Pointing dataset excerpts
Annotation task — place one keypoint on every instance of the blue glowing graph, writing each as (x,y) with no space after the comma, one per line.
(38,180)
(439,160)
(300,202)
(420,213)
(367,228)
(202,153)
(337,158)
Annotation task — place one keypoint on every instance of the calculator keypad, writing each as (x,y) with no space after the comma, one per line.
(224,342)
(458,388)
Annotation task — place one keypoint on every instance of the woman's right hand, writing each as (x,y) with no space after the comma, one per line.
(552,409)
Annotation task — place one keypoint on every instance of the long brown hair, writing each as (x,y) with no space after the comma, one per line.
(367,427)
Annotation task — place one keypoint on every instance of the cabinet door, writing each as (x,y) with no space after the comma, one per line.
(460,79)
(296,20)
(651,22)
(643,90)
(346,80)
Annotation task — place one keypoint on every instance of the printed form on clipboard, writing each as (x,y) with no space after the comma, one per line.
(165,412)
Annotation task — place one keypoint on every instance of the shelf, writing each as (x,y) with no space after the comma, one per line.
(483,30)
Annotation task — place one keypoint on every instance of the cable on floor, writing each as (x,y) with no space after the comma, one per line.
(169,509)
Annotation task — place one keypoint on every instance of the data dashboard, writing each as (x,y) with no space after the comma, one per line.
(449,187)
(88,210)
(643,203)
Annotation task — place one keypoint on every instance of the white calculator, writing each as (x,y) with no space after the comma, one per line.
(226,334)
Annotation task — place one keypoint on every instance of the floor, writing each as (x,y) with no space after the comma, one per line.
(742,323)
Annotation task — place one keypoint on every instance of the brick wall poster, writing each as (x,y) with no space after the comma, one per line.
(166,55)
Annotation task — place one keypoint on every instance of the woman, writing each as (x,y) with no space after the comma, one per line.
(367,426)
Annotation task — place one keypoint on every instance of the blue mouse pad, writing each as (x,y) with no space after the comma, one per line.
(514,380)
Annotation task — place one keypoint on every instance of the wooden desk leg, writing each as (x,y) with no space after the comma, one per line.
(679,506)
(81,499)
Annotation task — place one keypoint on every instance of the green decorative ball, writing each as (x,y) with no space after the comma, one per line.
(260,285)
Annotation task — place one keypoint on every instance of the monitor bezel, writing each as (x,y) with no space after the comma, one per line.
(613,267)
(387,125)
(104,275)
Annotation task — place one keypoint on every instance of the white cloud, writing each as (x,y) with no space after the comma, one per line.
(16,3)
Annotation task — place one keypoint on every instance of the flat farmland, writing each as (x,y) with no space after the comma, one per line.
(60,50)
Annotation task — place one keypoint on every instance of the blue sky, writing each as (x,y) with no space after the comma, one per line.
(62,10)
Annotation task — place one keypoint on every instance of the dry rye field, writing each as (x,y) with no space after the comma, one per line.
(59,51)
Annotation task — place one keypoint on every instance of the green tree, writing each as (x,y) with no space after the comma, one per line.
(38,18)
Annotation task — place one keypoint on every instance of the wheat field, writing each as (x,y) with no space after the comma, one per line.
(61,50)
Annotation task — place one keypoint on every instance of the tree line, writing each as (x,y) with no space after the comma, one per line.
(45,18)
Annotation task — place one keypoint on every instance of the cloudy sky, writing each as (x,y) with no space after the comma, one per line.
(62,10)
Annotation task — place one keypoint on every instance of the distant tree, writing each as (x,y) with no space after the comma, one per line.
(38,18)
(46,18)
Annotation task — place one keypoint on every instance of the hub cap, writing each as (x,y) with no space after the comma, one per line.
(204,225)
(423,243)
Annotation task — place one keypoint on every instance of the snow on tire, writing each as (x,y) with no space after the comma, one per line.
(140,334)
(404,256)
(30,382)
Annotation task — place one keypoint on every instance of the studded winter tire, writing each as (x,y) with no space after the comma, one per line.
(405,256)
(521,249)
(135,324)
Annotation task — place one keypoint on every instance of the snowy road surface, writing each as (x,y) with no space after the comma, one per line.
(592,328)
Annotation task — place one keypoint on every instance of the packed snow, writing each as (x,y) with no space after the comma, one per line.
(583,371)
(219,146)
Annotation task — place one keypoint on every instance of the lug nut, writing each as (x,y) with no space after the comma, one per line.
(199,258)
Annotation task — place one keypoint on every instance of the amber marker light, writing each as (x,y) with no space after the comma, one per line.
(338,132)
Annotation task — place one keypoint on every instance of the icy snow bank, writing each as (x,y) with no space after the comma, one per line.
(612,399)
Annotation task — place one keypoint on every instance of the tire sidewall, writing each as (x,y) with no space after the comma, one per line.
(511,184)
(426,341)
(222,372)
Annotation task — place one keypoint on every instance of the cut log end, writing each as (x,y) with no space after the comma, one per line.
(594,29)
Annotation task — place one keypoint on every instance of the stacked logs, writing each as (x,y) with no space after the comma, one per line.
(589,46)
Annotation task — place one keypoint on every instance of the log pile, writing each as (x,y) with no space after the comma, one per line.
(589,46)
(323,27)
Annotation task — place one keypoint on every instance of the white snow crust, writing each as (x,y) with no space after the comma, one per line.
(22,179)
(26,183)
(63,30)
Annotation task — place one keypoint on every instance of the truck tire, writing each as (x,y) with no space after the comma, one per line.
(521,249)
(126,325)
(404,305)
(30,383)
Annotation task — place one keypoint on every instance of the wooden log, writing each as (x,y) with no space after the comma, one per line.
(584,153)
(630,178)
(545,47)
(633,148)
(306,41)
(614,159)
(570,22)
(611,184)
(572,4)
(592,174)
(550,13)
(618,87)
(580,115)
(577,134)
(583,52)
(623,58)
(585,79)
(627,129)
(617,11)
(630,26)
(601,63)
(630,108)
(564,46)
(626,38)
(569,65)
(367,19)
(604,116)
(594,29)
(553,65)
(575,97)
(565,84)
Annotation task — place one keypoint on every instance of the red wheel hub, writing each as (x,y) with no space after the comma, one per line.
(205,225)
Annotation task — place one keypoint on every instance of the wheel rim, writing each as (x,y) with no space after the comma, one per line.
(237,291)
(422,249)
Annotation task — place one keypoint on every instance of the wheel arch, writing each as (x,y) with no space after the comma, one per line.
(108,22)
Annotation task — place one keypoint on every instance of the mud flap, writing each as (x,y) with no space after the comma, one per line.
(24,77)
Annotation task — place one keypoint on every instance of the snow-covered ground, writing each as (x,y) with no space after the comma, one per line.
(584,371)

(Work required) Please quote nothing but the lines from the line with "wheel rim, writing" through the end of the data above, exactly as written, ends included.

(Final answer)
Annotation task — place one keypoint on every instance of the wheel rim, writing each as (x,y) with no space after the comma, one per line.
(237,291)
(422,249)
Annotation task — place one keypoint on every instance of the wheel arch, writing each as (x,y) with no space after the comma, one per line.
(108,22)
Annotation task — place one keypoint on every instance of the mud flap, writing each as (x,y) with no space after the comma, one per line.
(24,77)
Annotation task — place one keypoint on every instance of the snow-covered ground, writing each as (x,y) with no space after the comma, one per line.
(584,371)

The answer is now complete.